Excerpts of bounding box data
◆ ◆ ◆ ◆

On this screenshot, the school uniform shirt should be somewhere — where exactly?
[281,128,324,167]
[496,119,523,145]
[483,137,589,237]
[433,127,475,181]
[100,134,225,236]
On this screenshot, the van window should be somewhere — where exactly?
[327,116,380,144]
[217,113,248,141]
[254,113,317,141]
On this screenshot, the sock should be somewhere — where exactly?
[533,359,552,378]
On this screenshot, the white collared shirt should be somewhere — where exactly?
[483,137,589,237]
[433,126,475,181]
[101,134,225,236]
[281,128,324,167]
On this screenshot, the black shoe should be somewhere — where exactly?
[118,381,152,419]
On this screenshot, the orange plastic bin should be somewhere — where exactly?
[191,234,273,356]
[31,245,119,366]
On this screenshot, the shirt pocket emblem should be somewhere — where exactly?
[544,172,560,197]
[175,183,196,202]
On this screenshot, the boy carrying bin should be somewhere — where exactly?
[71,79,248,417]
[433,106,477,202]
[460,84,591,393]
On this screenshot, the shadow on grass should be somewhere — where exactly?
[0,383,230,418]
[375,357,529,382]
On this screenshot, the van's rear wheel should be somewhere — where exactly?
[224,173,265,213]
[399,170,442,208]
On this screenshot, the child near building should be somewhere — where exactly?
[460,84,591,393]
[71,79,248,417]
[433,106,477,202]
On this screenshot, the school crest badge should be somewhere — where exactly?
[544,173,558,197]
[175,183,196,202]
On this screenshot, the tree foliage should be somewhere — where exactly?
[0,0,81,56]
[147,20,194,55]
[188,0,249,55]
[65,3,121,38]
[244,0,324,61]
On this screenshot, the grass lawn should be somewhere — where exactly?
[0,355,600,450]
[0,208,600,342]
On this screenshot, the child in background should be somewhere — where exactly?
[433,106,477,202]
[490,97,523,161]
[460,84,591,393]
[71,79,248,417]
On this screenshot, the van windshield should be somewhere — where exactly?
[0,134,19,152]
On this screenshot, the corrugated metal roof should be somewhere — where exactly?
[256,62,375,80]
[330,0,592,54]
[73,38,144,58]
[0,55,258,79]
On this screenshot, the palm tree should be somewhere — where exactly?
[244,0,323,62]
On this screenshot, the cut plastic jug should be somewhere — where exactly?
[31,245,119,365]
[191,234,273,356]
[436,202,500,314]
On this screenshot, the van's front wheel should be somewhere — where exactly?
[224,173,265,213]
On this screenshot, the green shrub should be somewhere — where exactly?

◆ ◆ ◆ ◆

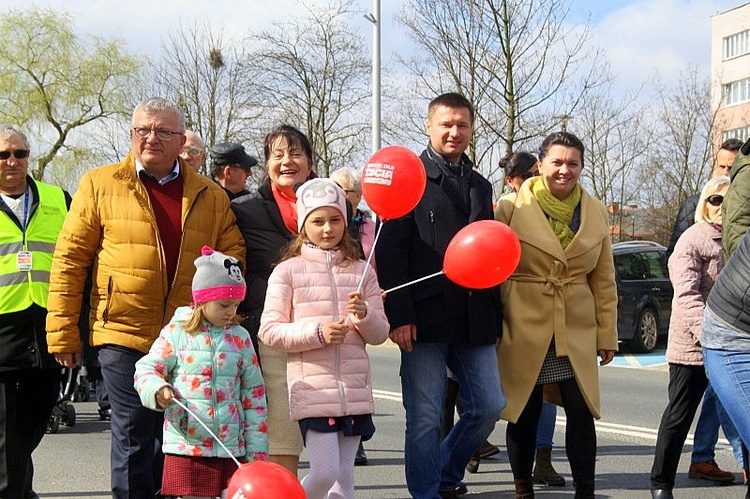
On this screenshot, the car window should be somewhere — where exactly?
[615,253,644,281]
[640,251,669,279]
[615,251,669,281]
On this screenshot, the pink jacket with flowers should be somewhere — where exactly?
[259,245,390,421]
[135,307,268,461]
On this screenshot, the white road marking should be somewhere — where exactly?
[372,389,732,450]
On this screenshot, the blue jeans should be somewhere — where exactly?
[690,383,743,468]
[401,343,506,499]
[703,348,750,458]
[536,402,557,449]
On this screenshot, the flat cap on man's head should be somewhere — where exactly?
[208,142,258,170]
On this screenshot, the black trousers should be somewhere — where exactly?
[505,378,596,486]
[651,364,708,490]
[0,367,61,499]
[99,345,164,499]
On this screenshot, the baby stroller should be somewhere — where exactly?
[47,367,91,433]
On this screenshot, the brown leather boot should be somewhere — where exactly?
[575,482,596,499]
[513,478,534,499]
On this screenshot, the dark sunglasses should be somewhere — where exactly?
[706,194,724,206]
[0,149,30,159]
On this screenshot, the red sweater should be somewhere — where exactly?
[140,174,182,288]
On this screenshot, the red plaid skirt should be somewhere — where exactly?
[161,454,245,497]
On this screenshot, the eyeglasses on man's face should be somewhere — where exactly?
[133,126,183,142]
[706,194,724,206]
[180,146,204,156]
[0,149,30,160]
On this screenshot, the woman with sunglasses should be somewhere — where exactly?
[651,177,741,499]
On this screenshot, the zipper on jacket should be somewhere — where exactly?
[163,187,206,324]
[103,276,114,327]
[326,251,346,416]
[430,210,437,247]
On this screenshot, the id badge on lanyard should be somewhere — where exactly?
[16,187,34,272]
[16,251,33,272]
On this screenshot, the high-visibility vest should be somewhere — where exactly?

◆ ◆ ◆ ◆

*Exercise aim*: Offset every coordinate in the answers by 144 and copy out, along with the requests, the part of the listing above that opens with the line containing "On this screenshot, the id" and closes with the line containing "On this screenshot, the high-visibility". Give only those lines.

*Exercise result*:
On this screenshot, the id badge on lanyard should be somewhere — where exactly?
[160,331,178,416]
[160,395,177,416]
On this screenshot, the high-visibility vest should be somewhere — where exactly?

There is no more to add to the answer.